• Exercise instructions
In the records, find each line where "wide" occurs, and copy it.

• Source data
[Start of Attachment]
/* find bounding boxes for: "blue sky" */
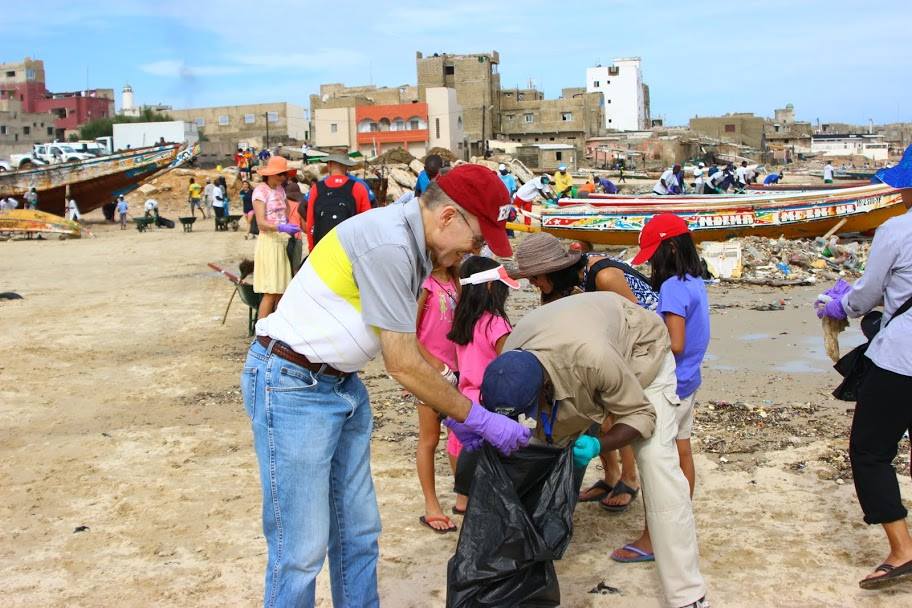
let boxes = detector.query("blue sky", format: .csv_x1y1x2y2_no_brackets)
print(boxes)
2,0,910,126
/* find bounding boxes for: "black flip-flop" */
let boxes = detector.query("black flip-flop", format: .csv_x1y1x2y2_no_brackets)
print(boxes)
579,480,614,503
859,559,912,589
452,506,467,516
600,480,639,513
419,515,457,534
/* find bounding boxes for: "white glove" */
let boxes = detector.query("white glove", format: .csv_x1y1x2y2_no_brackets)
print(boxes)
440,364,458,386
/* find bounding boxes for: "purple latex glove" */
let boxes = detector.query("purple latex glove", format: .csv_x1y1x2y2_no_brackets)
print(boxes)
816,297,847,320
443,417,484,452
815,279,851,319
462,402,531,455
276,222,300,235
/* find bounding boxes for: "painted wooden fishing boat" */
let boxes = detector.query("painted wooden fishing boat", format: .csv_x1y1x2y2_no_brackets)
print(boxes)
746,180,869,191
0,209,82,238
0,143,199,217
539,183,908,245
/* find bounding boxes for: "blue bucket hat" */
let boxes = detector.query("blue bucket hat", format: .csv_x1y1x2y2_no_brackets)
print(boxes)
480,350,544,419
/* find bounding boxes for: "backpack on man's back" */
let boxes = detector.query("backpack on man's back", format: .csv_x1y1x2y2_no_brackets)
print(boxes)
312,179,357,246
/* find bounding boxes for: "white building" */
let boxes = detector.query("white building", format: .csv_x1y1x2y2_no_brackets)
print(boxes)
811,133,888,161
120,84,140,117
426,87,465,154
585,58,648,131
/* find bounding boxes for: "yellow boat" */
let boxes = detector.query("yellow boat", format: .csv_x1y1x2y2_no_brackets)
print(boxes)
0,209,82,238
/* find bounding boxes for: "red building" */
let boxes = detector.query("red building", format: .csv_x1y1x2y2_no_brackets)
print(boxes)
0,58,114,139
355,102,429,157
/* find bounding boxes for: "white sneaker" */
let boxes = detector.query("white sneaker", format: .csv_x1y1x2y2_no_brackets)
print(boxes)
680,597,710,608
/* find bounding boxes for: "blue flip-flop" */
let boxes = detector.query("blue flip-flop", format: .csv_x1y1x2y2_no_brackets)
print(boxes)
611,543,655,563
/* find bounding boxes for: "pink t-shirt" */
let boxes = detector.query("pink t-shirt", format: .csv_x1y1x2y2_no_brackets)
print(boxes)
417,275,458,371
456,312,512,403
253,183,287,224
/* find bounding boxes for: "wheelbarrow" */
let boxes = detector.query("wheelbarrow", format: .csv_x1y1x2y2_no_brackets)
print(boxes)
133,217,155,232
179,216,197,232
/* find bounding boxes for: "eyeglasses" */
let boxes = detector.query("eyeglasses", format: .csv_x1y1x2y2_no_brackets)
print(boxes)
455,209,486,250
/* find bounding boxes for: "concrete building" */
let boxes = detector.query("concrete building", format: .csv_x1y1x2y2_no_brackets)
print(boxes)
689,113,766,150
0,57,114,140
169,102,308,148
497,87,603,149
416,51,501,154
0,98,58,157
310,83,418,112
426,87,465,153
312,87,464,158
811,133,888,161
515,143,577,172
586,58,650,131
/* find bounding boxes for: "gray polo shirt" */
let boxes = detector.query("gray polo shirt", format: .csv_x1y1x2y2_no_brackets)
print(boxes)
257,199,432,372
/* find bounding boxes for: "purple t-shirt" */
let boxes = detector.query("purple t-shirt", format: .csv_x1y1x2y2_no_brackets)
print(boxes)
658,275,710,398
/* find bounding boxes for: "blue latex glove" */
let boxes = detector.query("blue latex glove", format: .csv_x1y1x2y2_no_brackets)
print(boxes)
572,435,602,468
460,402,531,455
276,222,300,235
443,417,484,452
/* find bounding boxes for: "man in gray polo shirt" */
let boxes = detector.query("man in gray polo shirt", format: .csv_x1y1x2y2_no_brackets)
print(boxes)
241,164,529,608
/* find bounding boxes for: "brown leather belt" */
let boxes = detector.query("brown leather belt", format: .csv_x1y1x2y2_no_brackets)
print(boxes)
256,335,348,377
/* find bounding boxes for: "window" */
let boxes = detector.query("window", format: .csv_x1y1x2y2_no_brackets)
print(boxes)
0,126,5,134
724,124,736,133
392,118,405,131
267,111,279,123
218,115,229,126
244,113,255,124
606,99,611,104
435,118,440,139
524,113,534,124
23,126,30,135
410,118,420,130
445,65,455,75
195,117,205,127
608,119,612,123
47,126,53,135
5,71,14,77
517,93,525,101
26,69,36,81
330,123,338,134
555,151,563,161
549,137,555,141
378,118,391,131
561,112,572,121
593,81,600,87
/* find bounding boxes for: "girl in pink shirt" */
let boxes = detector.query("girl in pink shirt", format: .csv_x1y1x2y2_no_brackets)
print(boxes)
446,256,519,510
415,262,461,533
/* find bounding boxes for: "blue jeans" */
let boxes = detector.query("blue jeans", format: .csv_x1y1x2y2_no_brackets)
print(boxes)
241,339,381,608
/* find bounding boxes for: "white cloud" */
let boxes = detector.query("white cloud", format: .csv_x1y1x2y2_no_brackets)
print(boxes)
140,60,242,78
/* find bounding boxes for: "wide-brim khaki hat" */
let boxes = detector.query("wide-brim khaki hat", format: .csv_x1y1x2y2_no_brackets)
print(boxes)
510,233,581,278
324,154,360,168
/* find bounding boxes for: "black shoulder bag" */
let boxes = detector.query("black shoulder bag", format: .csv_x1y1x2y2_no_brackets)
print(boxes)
833,295,912,401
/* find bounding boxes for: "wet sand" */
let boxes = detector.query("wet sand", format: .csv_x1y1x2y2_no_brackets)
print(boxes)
1,211,910,607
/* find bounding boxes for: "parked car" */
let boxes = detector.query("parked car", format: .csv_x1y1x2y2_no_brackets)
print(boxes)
32,143,93,164
0,160,11,172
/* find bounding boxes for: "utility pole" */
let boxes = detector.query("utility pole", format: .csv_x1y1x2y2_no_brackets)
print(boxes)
265,112,270,148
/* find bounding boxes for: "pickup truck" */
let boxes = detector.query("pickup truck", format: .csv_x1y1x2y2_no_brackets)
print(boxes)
32,143,94,164
3,154,48,170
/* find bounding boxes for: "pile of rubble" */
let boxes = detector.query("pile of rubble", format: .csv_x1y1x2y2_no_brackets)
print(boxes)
716,235,870,285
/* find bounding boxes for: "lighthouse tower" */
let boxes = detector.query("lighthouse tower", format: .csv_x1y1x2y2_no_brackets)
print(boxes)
121,84,139,117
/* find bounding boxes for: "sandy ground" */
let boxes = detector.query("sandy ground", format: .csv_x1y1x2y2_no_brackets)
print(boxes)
2,209,911,608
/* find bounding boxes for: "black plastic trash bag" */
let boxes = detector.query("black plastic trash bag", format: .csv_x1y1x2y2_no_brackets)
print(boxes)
446,443,578,608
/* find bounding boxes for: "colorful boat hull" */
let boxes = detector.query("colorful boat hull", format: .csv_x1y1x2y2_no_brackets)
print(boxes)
0,209,82,238
0,143,198,217
540,184,908,245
[End of Attachment]
• Answer to this task
/* find bounding boxes for: "wide-brim khaki hat" */
let boxes = detector.query("wide-brim khaki hat", format: .csv_x1y1x2y2_no_brackets)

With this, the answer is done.